◆ **Что нужно сделать**
Представьте участок данных от строки, содержащей «tree, that would help a great deal.», до строки, содержащей «POLYGON ((372 259, 371», включительно в виде таблицы Markdown со столбцами «№» и «Строка». Пустые строки не включайте.

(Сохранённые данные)
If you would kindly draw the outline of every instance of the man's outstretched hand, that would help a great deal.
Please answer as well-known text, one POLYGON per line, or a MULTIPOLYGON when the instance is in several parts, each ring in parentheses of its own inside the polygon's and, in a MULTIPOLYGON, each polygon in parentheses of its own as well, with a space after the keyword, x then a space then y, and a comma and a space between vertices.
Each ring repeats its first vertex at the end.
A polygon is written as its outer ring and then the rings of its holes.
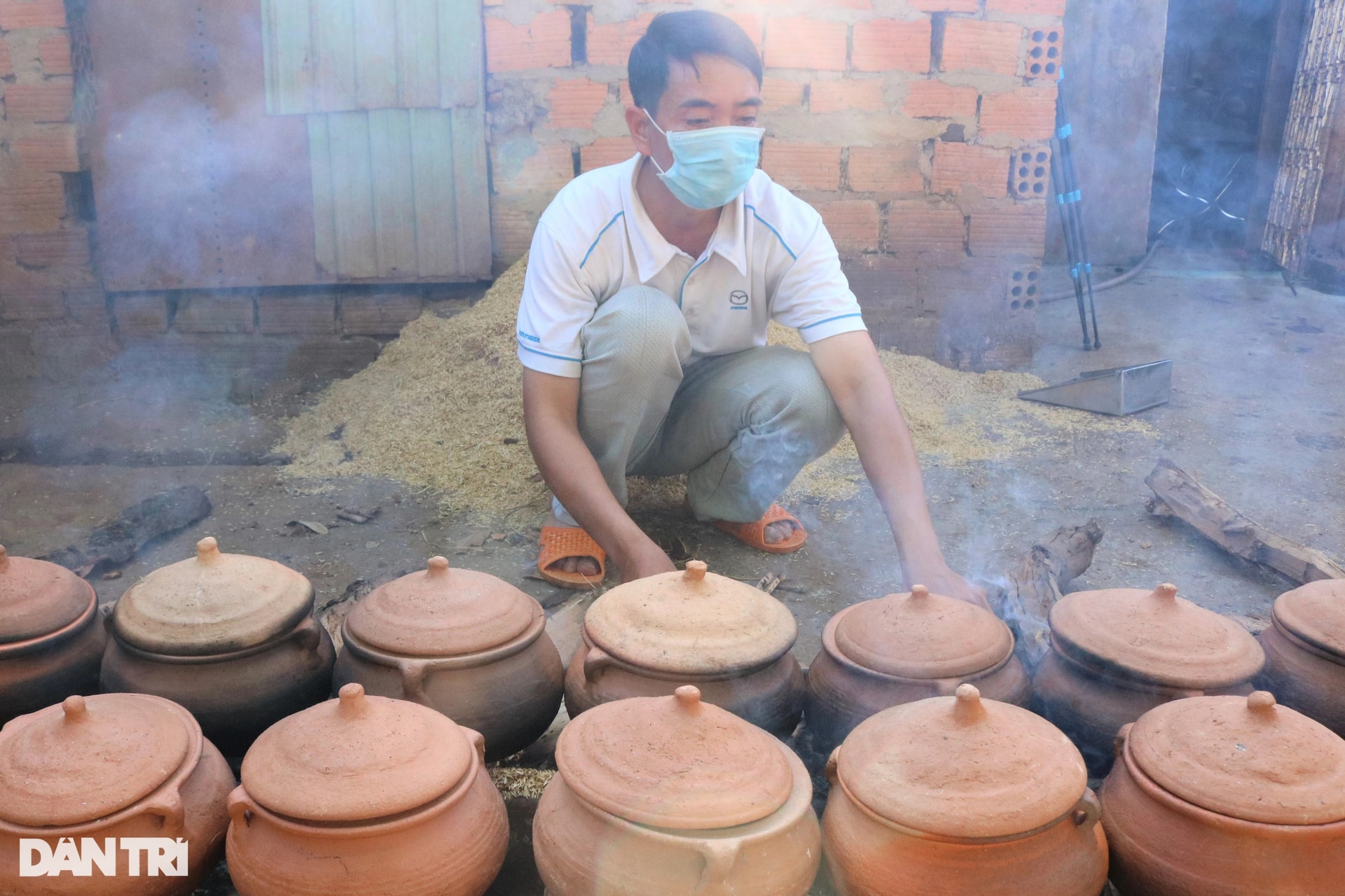
POLYGON ((913 584, 923 584, 929 588, 931 594, 942 594, 946 598, 956 598, 958 600, 966 600, 967 603, 990 610, 990 602, 986 600, 986 590, 971 584, 947 566, 942 568, 911 570, 904 578, 907 580, 907 590, 913 584))

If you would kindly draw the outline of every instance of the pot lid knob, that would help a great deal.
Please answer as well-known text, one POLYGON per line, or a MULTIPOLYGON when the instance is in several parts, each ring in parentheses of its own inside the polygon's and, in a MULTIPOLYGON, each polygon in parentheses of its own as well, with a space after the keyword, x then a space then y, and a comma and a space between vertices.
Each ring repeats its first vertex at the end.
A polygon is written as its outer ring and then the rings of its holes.
POLYGON ((986 717, 986 708, 981 703, 981 692, 975 685, 958 685, 956 703, 952 704, 952 717, 964 725, 974 725, 986 717))
POLYGON ((695 711, 701 708, 701 689, 695 685, 682 685, 672 692, 677 705, 682 709, 695 711))
POLYGON ((66 713, 66 721, 81 721, 89 717, 89 707, 83 697, 74 695, 61 701, 61 708, 66 713))
POLYGON ((219 541, 214 536, 206 536, 196 543, 196 560, 200 563, 213 563, 219 559, 219 541))
POLYGON ((1259 717, 1275 717, 1275 695, 1270 690, 1254 690, 1247 696, 1247 708, 1259 717))
POLYGON ((364 685, 358 681, 342 685, 336 692, 340 697, 340 715, 344 719, 359 719, 369 708, 369 699, 364 696, 364 685))

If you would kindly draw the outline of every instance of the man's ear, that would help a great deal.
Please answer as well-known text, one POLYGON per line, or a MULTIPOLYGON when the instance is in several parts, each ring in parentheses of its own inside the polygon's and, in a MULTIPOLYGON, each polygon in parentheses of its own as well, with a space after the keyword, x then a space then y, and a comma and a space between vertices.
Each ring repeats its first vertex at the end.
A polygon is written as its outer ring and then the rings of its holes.
POLYGON ((656 132, 650 117, 644 114, 644 110, 638 106, 627 106, 625 126, 631 129, 631 142, 635 144, 636 152, 652 156, 654 145, 650 141, 651 134, 656 132))

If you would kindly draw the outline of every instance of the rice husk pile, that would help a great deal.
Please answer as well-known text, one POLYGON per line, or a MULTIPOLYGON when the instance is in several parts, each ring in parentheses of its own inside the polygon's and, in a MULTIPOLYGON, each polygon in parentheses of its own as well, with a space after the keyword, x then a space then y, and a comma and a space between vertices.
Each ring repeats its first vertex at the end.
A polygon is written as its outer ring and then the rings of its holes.
MULTIPOLYGON (((276 451, 291 476, 386 477, 434 490, 455 510, 498 516, 545 509, 546 486, 523 434, 515 318, 526 257, 471 309, 408 324, 378 360, 332 383, 291 420, 276 451)), ((804 349, 795 330, 771 325, 771 343, 804 349)), ((1017 398, 1045 383, 1032 373, 970 373, 925 357, 881 351, 897 400, 925 462, 966 466, 1025 453, 1060 451, 1093 433, 1153 435, 1146 423, 1103 418, 1017 398)), ((847 438, 799 474, 787 497, 843 500, 863 474, 847 438)), ((678 480, 631 481, 631 504, 677 506, 678 480)))

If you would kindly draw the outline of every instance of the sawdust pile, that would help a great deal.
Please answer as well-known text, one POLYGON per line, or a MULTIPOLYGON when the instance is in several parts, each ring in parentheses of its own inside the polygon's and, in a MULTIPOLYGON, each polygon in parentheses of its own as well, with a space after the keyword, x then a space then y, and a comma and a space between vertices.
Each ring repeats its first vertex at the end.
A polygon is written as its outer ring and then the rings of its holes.
MULTIPOLYGON (((546 486, 523 435, 514 348, 525 265, 526 258, 510 267, 461 314, 422 314, 377 361, 334 383, 276 446, 293 458, 285 470, 309 480, 387 477, 438 492, 457 510, 543 509, 546 486)), ((776 325, 771 341, 803 348, 798 333, 776 325)), ((967 373, 888 351, 881 357, 927 462, 964 466, 1068 449, 1088 434, 1153 433, 1134 419, 1022 402, 1020 390, 1045 386, 1030 373, 967 373)), ((788 496, 853 497, 863 478, 857 457, 843 439, 788 496)), ((675 480, 631 486, 635 506, 677 506, 682 494, 675 480)))

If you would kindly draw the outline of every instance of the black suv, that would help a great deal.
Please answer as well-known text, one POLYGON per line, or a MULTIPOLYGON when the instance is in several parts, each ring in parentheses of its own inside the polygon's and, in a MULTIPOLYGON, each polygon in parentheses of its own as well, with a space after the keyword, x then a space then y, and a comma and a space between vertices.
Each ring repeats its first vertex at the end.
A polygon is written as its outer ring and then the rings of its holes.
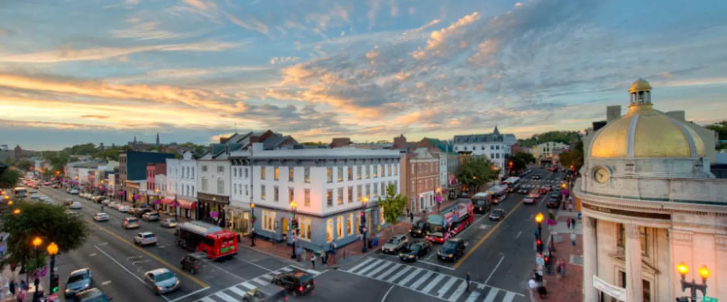
POLYGON ((313 276, 306 272, 295 269, 273 276, 270 283, 293 293, 294 296, 305 295, 316 288, 313 276))
POLYGON ((437 252, 437 258, 440 260, 456 261, 465 254, 467 246, 462 238, 451 238, 442 245, 437 252))

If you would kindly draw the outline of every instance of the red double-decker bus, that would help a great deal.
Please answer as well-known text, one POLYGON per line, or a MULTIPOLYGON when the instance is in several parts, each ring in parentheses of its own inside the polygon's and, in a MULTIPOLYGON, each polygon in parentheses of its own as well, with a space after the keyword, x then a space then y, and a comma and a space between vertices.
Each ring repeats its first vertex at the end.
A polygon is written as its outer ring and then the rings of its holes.
POLYGON ((474 220, 474 206, 468 200, 458 201, 442 210, 441 215, 427 217, 427 240, 443 243, 469 227, 474 220))
POLYGON ((177 226, 177 245, 190 251, 203 252, 217 260, 237 254, 237 233, 201 222, 177 226))

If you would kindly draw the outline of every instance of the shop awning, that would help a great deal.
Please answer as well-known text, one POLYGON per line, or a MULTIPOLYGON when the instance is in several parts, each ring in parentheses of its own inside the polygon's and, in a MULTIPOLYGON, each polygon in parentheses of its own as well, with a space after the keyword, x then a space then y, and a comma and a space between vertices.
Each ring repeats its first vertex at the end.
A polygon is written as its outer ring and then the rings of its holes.
POLYGON ((197 208, 196 201, 188 201, 177 199, 177 202, 180 203, 180 207, 182 209, 194 209, 197 208))

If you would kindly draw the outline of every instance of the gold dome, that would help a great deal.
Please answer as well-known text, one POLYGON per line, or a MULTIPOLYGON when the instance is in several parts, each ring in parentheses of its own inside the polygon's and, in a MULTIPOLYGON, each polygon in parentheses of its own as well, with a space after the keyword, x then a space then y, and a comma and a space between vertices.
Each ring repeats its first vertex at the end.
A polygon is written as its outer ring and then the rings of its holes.
POLYGON ((651 85, 648 82, 644 79, 638 79, 631 83, 631 88, 629 88, 629 93, 638 91, 650 91, 651 90, 651 85))

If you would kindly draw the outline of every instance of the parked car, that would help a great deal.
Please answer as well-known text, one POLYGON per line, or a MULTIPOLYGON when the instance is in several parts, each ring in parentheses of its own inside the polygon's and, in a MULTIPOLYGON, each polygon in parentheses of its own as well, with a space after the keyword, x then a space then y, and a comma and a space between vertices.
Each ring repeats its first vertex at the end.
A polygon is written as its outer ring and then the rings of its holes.
POLYGON ((152 269, 144 273, 144 283, 156 295, 172 293, 180 288, 180 280, 167 269, 152 269))
POLYGON ((68 274, 65 279, 65 296, 73 296, 76 293, 86 290, 93 284, 93 274, 91 269, 76 269, 68 274))
POLYGON ((126 217, 121 222, 121 227, 124 229, 137 229, 139 227, 139 219, 137 217, 126 217))
POLYGON ((432 251, 432 243, 427 240, 415 241, 406 245, 399 252, 399 259, 404 261, 414 261, 427 256, 432 251))
POLYGON ((177 227, 177 219, 174 218, 164 219, 159 222, 159 225, 168 228, 177 227))
POLYGON ((276 274, 273 276, 270 283, 285 288, 296 297, 308 293, 316 288, 313 277, 300 269, 276 274))
POLYGON ((156 240, 156 235, 151 232, 142 232, 134 236, 134 243, 141 246, 149 246, 158 243, 156 240))
POLYGON ((396 252, 406 246, 408 242, 409 238, 406 238, 406 235, 395 235, 381 246, 381 251, 384 253, 395 254, 396 252))

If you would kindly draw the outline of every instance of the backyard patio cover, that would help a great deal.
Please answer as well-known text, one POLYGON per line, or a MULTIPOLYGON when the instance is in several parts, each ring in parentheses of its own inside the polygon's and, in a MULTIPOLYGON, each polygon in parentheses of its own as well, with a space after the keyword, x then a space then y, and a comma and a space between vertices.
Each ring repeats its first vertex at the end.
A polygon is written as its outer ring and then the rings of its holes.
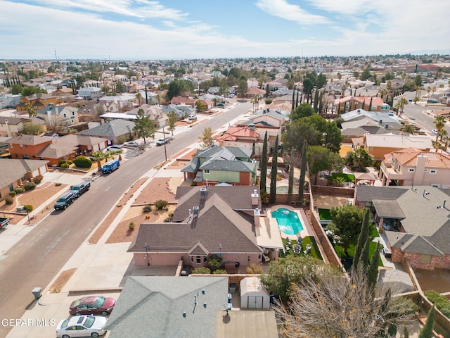
POLYGON ((396 201, 374 199, 372 201, 372 203, 373 203, 373 206, 378 217, 398 220, 402 220, 405 218, 404 213, 403 213, 400 206, 399 206, 396 201))

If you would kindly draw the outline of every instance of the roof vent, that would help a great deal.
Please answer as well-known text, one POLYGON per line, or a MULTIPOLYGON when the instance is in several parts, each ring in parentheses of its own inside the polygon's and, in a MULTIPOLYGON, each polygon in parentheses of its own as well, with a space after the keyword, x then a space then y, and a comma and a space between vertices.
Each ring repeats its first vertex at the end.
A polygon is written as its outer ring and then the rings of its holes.
POLYGON ((192 213, 193 213, 194 217, 198 215, 198 211, 199 211, 198 206, 194 206, 192 208, 192 213))

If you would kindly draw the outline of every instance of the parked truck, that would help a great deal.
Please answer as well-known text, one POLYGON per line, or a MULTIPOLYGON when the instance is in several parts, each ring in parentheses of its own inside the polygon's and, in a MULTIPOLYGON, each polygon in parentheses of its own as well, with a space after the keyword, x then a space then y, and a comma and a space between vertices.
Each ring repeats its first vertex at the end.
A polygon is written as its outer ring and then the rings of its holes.
POLYGON ((103 174, 110 174, 116 169, 118 169, 120 165, 120 162, 119 162, 119 160, 108 161, 101 167, 101 172, 103 174))
POLYGON ((9 218, 6 217, 0 217, 0 229, 2 227, 6 227, 9 224, 9 218))

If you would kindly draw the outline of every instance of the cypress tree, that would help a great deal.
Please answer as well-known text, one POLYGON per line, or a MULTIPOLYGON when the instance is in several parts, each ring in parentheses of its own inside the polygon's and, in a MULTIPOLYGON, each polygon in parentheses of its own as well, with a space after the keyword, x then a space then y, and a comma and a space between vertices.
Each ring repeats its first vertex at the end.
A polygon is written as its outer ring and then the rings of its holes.
POLYGON ((276 174, 278 164, 278 135, 275 139, 275 148, 272 154, 272 168, 270 171, 270 203, 274 204, 276 201, 276 174))
POLYGON ((363 224, 361 227, 361 232, 359 232, 359 237, 358 237, 358 243, 354 250, 354 257, 353 257, 353 270, 356 270, 358 267, 358 264, 360 261, 361 252, 363 251, 367 237, 368 237, 368 218, 369 211, 368 208, 364 210, 363 215, 363 224))
POLYGON ((288 204, 292 200, 294 187, 294 152, 290 151, 290 163, 289 163, 289 182, 288 183, 288 204))
POLYGON ((372 259, 371 259, 371 265, 368 265, 367 269, 367 282, 368 286, 372 289, 372 292, 375 294, 375 287, 377 284, 377 280, 378 279, 378 260, 380 259, 380 243, 377 244, 377 249, 372 254, 372 259))
POLYGON ((267 188, 266 187, 266 178, 267 177, 267 132, 264 135, 264 140, 262 143, 262 154, 261 154, 261 180, 259 182, 259 189, 261 194, 263 192, 265 193, 267 188))
POLYGON ((427 321, 419 332, 418 338, 432 338, 433 336, 433 325, 435 324, 435 306, 428 311, 427 315, 427 321))
POLYGON ((305 139, 302 149, 302 164, 300 165, 300 177, 298 183, 298 201, 300 205, 303 204, 303 191, 304 190, 304 177, 307 173, 307 149, 308 142, 305 139))

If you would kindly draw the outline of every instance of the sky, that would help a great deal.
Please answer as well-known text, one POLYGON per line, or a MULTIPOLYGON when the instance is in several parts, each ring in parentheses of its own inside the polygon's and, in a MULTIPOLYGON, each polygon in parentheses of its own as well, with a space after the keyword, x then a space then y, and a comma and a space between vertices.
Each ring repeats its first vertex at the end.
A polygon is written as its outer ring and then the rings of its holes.
POLYGON ((0 0, 0 59, 446 54, 449 13, 449 0, 0 0))

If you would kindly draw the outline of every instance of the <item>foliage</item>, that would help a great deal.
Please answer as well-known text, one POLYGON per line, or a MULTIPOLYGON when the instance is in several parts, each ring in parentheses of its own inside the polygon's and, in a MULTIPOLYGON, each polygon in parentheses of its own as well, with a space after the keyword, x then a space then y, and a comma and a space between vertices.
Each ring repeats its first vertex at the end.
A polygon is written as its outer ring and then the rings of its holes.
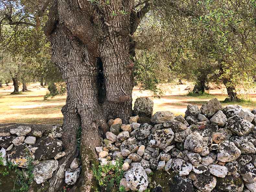
POLYGON ((117 191, 123 192, 123 187, 119 187, 120 181, 123 178, 124 171, 122 169, 123 160, 119 159, 116 161, 116 165, 111 164, 98 167, 92 165, 92 170, 94 176, 96 178, 101 189, 101 191, 117 191))
POLYGON ((20 186, 19 189, 15 189, 12 190, 13 192, 27 192, 29 189, 30 184, 33 181, 34 175, 33 174, 34 165, 32 163, 33 159, 29 158, 28 160, 28 167, 26 170, 23 173, 18 167, 17 165, 13 164, 12 163, 7 162, 7 167, 3 171, 0 173, 3 176, 8 176, 9 172, 13 171, 16 175, 16 178, 14 185, 15 186, 15 182, 18 182, 20 186))

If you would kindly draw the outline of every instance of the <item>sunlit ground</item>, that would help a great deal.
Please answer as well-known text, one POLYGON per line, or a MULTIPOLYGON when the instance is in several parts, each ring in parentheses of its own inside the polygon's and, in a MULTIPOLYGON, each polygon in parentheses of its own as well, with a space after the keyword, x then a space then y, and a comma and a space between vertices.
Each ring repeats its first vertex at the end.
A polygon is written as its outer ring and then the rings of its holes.
MULTIPOLYGON (((40 86, 39 83, 30 84, 28 86, 31 92, 17 95, 10 95, 13 89, 12 84, 9 84, 8 86, 3 85, 3 87, 0 88, 0 123, 62 123, 63 116, 61 110, 65 104, 66 95, 57 96, 44 101, 43 96, 48 90, 47 88, 40 86)), ((185 89, 188 86, 192 86, 189 84, 162 85, 161 88, 164 91, 164 95, 160 99, 153 98, 149 91, 141 91, 138 87, 135 87, 133 92, 134 103, 138 97, 147 96, 154 101, 153 113, 168 110, 175 115, 184 115, 187 106, 190 103, 196 104, 200 107, 212 98, 216 97, 221 101, 227 97, 224 87, 210 90, 209 93, 212 95, 209 96, 199 97, 185 96, 188 91, 185 89)), ((21 90, 21 85, 20 88, 21 90)), ((250 100, 237 104, 246 108, 256 108, 256 93, 251 93, 247 99, 250 100)), ((230 104, 222 103, 223 106, 230 104)))

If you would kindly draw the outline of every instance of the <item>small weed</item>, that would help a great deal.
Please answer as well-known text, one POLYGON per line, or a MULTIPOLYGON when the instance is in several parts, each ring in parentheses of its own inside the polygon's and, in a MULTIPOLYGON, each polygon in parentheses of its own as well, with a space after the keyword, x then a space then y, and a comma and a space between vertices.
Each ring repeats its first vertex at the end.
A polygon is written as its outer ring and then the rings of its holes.
POLYGON ((120 181, 123 178, 124 171, 122 169, 123 160, 119 159, 116 165, 108 164, 98 167, 92 165, 92 172, 94 176, 99 182, 101 191, 118 191, 124 192, 124 187, 119 187, 120 181))

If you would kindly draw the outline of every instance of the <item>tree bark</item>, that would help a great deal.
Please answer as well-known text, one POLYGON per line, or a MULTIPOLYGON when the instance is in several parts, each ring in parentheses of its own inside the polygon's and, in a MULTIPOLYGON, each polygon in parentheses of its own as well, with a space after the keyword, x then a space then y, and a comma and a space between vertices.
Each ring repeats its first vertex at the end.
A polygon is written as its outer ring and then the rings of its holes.
POLYGON ((25 78, 22 77, 21 78, 21 80, 22 81, 22 90, 21 91, 22 92, 26 92, 29 91, 27 87, 27 83, 25 81, 25 78))
POLYGON ((111 16, 110 13, 113 7, 117 12, 124 9, 131 13, 134 2, 110 3, 98 6, 89 1, 55 0, 50 12, 45 33, 52 45, 52 60, 67 85, 62 112, 67 154, 59 161, 49 192, 61 189, 64 170, 78 155, 76 135, 79 126, 82 171, 71 191, 94 191, 97 184, 93 182, 91 168, 98 162, 95 147, 100 145, 101 136, 109 129, 107 121, 119 117, 128 123, 131 115, 134 64, 130 55, 130 16, 111 16))
POLYGON ((239 100, 237 94, 236 92, 236 88, 231 83, 231 81, 228 79, 224 78, 223 83, 227 89, 227 98, 225 99, 225 101, 236 101, 239 100))
POLYGON ((18 81, 18 78, 17 76, 12 77, 12 81, 13 82, 13 86, 14 87, 14 90, 11 94, 18 94, 19 93, 19 82, 18 81))
POLYGON ((42 76, 41 77, 40 79, 40 85, 43 87, 44 87, 43 85, 43 77, 42 76))

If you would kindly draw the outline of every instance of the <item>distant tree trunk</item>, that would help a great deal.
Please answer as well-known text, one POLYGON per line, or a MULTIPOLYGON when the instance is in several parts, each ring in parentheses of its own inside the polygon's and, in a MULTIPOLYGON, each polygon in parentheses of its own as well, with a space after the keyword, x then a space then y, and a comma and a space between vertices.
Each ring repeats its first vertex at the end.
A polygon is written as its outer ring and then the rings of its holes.
POLYGON ((21 80, 22 81, 22 90, 21 91, 22 92, 26 92, 29 91, 27 87, 27 83, 25 81, 25 78, 22 77, 21 78, 21 80))
POLYGON ((19 82, 18 81, 18 78, 17 76, 15 76, 13 77, 12 77, 12 79, 13 82, 14 90, 11 94, 18 94, 19 93, 19 82))
POLYGON ((228 97, 225 99, 226 101, 236 101, 239 100, 236 92, 236 88, 231 84, 230 80, 226 78, 223 80, 223 83, 226 87, 228 97))
POLYGON ((193 93, 196 94, 202 94, 205 90, 206 78, 205 76, 201 77, 193 89, 193 93))
POLYGON ((43 85, 43 77, 42 76, 41 77, 41 78, 40 80, 40 85, 43 87, 44 87, 43 85))
POLYGON ((179 79, 179 85, 183 85, 183 83, 182 82, 182 79, 181 78, 179 79))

◆ **Результат упражнения**
| № | Строка |
|---|---|
| 1 | If you would kindly draw the outline of every instance of the cypress tree, that would help a great deal. |
| 2 | Please answer as well-known text, one POLYGON per line, or a MULTIPOLYGON when the instance is in several parts, each ring in parentheses of its own inside the polygon's and, in a MULTIPOLYGON, each polygon in parentheses of its own as well, with a space after the keyword, x then a space then y, and a comma and a space between vertices. |
| 3 | Each ring repeats its first vertex at the end. |
| 4 | A polygon is written as its outer ring and then the rings of its holes. |
| 5 | POLYGON ((276 174, 278 164, 278 135, 275 139, 275 148, 272 154, 272 168, 270 171, 270 203, 274 204, 276 201, 276 174)) |
| 6 | POLYGON ((363 224, 361 227, 361 232, 359 232, 359 237, 358 237, 358 243, 354 250, 354 257, 353 257, 353 270, 356 270, 358 267, 358 264, 360 261, 361 252, 363 251, 367 237, 368 237, 368 218, 369 211, 368 208, 364 210, 363 215, 363 224)) |
| 7 | POLYGON ((288 204, 292 200, 294 187, 294 152, 290 151, 290 163, 289 163, 289 182, 288 183, 288 204)) |
| 8 | POLYGON ((372 259, 371 259, 371 265, 368 265, 367 269, 367 282, 368 286, 372 289, 372 292, 375 294, 375 287, 377 284, 377 280, 378 279, 378 260, 380 259, 380 243, 377 244, 377 249, 372 254, 372 259)) |